## Polecenie a:
Gdzie i kiedy odbywał się Petersberg Climate Dialogue według tekstu o dekarbonizacji?

## Wyodrębniony tekst:
Tusk jednak zdekarbonizuje polską gospodarkę

0
0
0
/

Przedstawiciele rządu Donalda Tuska, którzy często mówili w Polsce o konieczności utrzymania energetyki węglowej, nagle wśród zagranicznych partnerów zmienili zdanie. Jednym z wiodących tematów odbywającego się w Berlinie w dn. 14-15 lipca  Petersberg Climate Dialogue była planowana dekarbonizacja, do czego zobowiązały się wszystkie uczestniczące w konferencji kraje o gospodarce opartej na węglu, w tym także Polska.

 

Reprezentujący nasz kraj wiceminister Marcin Korolec, pełnomocnik rządu ds. polityki klimatycznej nie widział również większego problemu w dodatkowym zaostrzeniu i tak już represyjnej polityki klimatycznej. Jakby tego było mało, Polska zobowiązała się do płacenia kontrybucji z przeznaczeniem na obniżenie ocieplania się klimatu do 2, a nawet 1,5 stopnia Celsjusza, jakby te pieniądze miały na to jakikolwiek wpływ. Wprawdzie kwota, jaką zostaniemy obciążeni nie jest jeszcze znana, jednakże nie sposób odnieść wrażenia, że zdecydowanie tańszym rozwiązaniem byłoby uruchomienie w Arktyce potężnych agregatów i schładzanie nimi powietrza - byłaby to dokładnie taka sama bzdura, jaką wciskają nam klimatyczni doktrynerzy, ale jest szansa, że kosztowałaby zdecydowanie mniej.

 

Odnosząc się do nowej umowy klimatycznej, minister Marcin Korolec stwierdził, iż "powinna ona zawierać zachęty do odważnych i innowacyjnych działań na rzecz ochrony klimatu, zapewniając jednocześnie wzrost gospodarczy oraz tworzenie miejsc pracy". 

 

Problem w tym - czego podsekretarz stanu ds. klimatu najwyraźniej nie rozumie - że wdrażanie obecnej wersji klimatycznych rozwiązań owszem da miejsca pracy, ale nie Polakom. Zarobią dokładnie ci, od których zakupimy "zielone" technologie i nikt się nie będzie zastanawiał, ile miejsc pracy w Polsce pochłonie planowana dekarbonizacja. Tymczasem lekko licząc, będą ich tysiące.

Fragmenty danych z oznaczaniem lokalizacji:
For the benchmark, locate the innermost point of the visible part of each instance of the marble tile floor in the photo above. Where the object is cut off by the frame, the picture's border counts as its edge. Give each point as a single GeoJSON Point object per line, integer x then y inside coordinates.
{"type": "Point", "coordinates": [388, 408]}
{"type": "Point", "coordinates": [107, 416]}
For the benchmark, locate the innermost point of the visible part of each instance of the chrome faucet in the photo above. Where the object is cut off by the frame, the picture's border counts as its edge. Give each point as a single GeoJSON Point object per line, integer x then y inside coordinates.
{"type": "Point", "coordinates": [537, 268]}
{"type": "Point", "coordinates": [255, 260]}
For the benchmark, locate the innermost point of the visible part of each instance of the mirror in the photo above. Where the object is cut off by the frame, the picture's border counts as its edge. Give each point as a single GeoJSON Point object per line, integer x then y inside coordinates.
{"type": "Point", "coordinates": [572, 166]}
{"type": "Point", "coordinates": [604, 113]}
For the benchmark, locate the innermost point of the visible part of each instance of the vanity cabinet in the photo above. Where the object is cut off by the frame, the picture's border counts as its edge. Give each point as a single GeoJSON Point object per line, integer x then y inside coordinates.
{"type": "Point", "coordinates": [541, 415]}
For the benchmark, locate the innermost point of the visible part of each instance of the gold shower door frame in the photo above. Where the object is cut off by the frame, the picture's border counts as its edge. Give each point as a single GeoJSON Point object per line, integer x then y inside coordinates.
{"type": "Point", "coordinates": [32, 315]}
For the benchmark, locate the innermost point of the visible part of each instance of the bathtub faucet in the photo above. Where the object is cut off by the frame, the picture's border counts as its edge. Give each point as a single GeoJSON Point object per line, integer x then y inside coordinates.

## Polecenie b:
Które wiersze rekordów zawierają słowo "faucet"? Wypisz każdy z nich.

## Rozwiązanie zadania a:
W Berlinie, w dniach 14–15 lipca.

## Rozwiązanie zadania b:
For the benchmark, locate the innermost point of the visible part of each instance of the chrome faucet in the photo above. Where the object is cut off by the frame, the picture's border counts as its edge. Give each point as a single GeoJSON Point object per line, integer x then y inside coordinates.
For the benchmark, locate the innermost point of the visible part of each instance of the bathtub faucet in the photo above. Where the object is cut off by the frame, the picture's border counts as its edge. Give each point as a single GeoJSON Point object per line, integer x then y inside coordinates.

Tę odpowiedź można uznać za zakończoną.